┌──

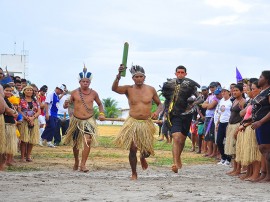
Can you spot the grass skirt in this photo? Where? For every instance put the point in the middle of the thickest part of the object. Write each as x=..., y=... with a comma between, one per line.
x=75, y=135
x=141, y=132
x=250, y=148
x=239, y=147
x=29, y=135
x=2, y=135
x=11, y=139
x=230, y=145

└──

### Task details
Rewrite the records with "grass skirt" replaced by "hula skirt" and everything else left unchanged. Leave out the pictures.

### Written solution
Can you spot the hula skirt in this photo? Where? For every instance put the point in the middle of the thickest part of the object. Write each as x=..., y=... with a comma between, one per line.
x=75, y=135
x=141, y=132
x=250, y=148
x=239, y=147
x=29, y=135
x=2, y=135
x=11, y=139
x=230, y=145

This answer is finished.